* Start *

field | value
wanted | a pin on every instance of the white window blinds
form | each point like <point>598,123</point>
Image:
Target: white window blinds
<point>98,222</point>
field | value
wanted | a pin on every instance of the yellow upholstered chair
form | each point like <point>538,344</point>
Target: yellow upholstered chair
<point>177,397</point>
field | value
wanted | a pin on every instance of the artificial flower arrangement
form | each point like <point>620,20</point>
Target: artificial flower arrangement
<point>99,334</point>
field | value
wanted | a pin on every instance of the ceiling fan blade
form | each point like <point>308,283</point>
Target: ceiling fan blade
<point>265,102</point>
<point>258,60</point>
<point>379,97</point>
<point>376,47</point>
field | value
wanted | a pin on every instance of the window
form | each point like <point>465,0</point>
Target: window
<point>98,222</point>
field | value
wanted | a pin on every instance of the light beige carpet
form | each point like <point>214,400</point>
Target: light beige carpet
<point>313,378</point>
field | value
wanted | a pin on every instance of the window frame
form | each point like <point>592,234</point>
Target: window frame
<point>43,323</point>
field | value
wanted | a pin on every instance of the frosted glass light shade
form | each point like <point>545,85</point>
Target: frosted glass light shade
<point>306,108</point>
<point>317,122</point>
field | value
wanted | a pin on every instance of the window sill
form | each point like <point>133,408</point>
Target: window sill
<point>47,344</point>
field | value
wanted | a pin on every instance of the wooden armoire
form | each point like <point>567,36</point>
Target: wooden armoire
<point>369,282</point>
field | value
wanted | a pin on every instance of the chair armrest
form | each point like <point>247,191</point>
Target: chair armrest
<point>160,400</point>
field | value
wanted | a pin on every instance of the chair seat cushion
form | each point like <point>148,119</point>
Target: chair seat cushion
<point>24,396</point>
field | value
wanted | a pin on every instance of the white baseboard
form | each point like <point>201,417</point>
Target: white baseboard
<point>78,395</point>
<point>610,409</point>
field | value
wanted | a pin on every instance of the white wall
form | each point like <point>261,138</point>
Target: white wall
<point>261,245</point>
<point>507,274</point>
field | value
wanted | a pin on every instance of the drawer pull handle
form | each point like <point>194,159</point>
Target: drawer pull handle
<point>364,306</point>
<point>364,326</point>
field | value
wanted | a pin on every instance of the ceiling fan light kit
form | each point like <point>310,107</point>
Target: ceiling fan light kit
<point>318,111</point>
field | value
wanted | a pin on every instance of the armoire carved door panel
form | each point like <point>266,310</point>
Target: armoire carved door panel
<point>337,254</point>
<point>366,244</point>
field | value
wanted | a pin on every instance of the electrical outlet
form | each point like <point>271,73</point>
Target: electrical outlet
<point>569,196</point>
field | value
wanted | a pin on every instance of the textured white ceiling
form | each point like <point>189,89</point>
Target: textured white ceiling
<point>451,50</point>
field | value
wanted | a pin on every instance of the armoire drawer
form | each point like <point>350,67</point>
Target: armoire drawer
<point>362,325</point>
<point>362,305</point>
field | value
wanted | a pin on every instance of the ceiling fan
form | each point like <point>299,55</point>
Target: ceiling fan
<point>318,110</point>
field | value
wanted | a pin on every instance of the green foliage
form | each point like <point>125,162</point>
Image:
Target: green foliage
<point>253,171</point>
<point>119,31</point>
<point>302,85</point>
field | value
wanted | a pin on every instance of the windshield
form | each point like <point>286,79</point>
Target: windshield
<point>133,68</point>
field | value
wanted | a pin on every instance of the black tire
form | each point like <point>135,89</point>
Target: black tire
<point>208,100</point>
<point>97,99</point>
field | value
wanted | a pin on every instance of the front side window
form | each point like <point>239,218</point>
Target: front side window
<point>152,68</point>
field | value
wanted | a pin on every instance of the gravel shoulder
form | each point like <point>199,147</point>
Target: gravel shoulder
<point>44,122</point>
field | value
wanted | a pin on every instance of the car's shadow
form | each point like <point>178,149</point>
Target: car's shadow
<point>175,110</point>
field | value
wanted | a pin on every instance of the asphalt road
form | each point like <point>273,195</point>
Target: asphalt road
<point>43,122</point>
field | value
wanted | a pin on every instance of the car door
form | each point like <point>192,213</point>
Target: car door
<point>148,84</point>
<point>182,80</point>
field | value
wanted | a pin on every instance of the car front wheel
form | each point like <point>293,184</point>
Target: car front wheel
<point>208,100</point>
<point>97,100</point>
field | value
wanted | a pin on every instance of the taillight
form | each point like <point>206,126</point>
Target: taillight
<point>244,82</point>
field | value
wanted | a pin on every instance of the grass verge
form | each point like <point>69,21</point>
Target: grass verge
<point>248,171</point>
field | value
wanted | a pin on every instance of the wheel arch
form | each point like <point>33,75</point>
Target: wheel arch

* End *

THE REQUEST - Can you transcribe all of the records above line for line, without changing anything?

EXPECTED OUTPUT -
field | value
wanted | a pin on every instance of the white window blinds
form | each point like <point>598,123</point>
Image:
Target: white window blinds
<point>98,222</point>
field | value
wanted | a pin on every instance of the yellow upholstered chair
form | each point like <point>538,344</point>
Target: yellow upholstered chair
<point>177,397</point>
field | value
wanted | a pin on every instance of the artificial flower arrangement
form | each point like <point>620,20</point>
Target: artificial flower arrangement
<point>99,334</point>
field | value
wanted | a pin on every instance of the ceiling fan blade
form | each point like <point>308,283</point>
Target: ceiling fan blade
<point>265,102</point>
<point>258,60</point>
<point>379,97</point>
<point>376,47</point>
field | value
wanted | a pin on every instance of the window
form | each point like <point>465,0</point>
Target: window
<point>98,222</point>
field | value
wanted | a pin on every instance of the light beige carpet
form | each point like <point>214,400</point>
Target: light beige carpet
<point>313,378</point>
field | value
wanted | a pin on every instance of the window frame
form | each point like <point>592,234</point>
Target: window frame
<point>43,323</point>
field | value
wanted | a pin on every instance of the frosted glass light shade
form | each point like <point>545,85</point>
Target: frosted glass light shade
<point>306,108</point>
<point>317,122</point>
field | value
wanted | a pin on every instance of the window sill
form | each point like <point>133,408</point>
Target: window sill
<point>47,344</point>
field | value
wanted | a pin on every instance of the wooden armoire
form | each point like <point>567,36</point>
Target: wooden armoire
<point>369,282</point>
field | value
wanted | a pin on every instance of the chair armrest
form | each point like <point>247,191</point>
Target: chair armrest
<point>160,400</point>
field | value
wanted | a pin on every instance of the chair seat cushion
form | each point like <point>148,119</point>
Target: chair seat cushion
<point>24,396</point>
field | value
wanted | a pin on every instance of the white baseboard
form | each point like <point>201,417</point>
Target: white baseboard
<point>78,395</point>
<point>610,409</point>
field | value
wanted | a pin on every instance of the white wall
form | each point like <point>261,138</point>
Target: white wall
<point>261,245</point>
<point>507,274</point>
field | value
wanted | a pin on every instance of the drawer pull handle
form | each point like <point>194,159</point>
Target: drawer pull handle
<point>364,306</point>
<point>364,326</point>
field | value
wanted | a pin on every instance of the ceiling fan light kit
form | each point like <point>310,107</point>
Target: ceiling fan light kit
<point>318,111</point>
field | value
wanted | a pin on every instance of the armoire carved door panel
form | each point like <point>266,310</point>
Target: armoire carved door panel
<point>337,254</point>
<point>366,244</point>
field | value
wanted | a pin on every instance of the electrical outlet
form | each point like <point>271,73</point>
Target: electrical outlet
<point>569,196</point>
field | value
wanted | a pin on every instance of the textured white ceiling
form | each point like <point>189,89</point>
Target: textured white ceiling
<point>451,50</point>
field | value
wanted | a pin on every instance of the armoire drawer
form | each point like <point>350,67</point>
Target: armoire drawer
<point>362,325</point>
<point>362,305</point>
field | value
wanted | a pin on every instance of the ceiling fan
form | each point like <point>299,55</point>
Target: ceiling fan
<point>318,110</point>
field | value
wanted | a pin on every instance of the green foliage
form | each point like <point>125,162</point>
Image:
Target: green foliage
<point>253,171</point>
<point>119,31</point>
<point>302,85</point>
field | value
wanted | a pin on every instance of the windshield
form | each point like <point>286,79</point>
Target: windshield
<point>133,68</point>
field | value
wanted | a pin on every instance of the black tire
form | each point like <point>135,89</point>
Target: black tire
<point>208,100</point>
<point>97,99</point>
field | value
wanted | a pin on every instance of the front side window
form | each point like <point>239,218</point>
Target: front side window
<point>152,68</point>
field | value
wanted | a pin on every instance of the gravel shoulder
form | each point like <point>199,147</point>
Target: gravel shoulder
<point>44,122</point>
field | value
wanted | a pin on every instance of the car's shadow
form | each point like <point>178,149</point>
Target: car's shadow
<point>175,110</point>
field | value
wanted | a pin on every instance of the asphalt road
form | each point like <point>273,195</point>
Target: asphalt road
<point>43,122</point>
field | value
wanted | a pin on every instance of the car door
form | each point like <point>192,213</point>
Target: car door
<point>148,84</point>
<point>182,80</point>
field | value
wanted | a pin on every instance of the car front wheel
form | each point like <point>293,184</point>
Target: car front wheel
<point>208,100</point>
<point>97,100</point>
field | value
wanted | a pin on every instance of the taillight
form | each point like <point>206,126</point>
Target: taillight
<point>244,82</point>
field | value
wanted | a pin on every instance of the grass verge
form | each point like <point>69,21</point>
Target: grass verge
<point>248,171</point>
field | value
wanted | a pin on every instance of the wheel arch
form | each point like <point>33,75</point>
Target: wheel arch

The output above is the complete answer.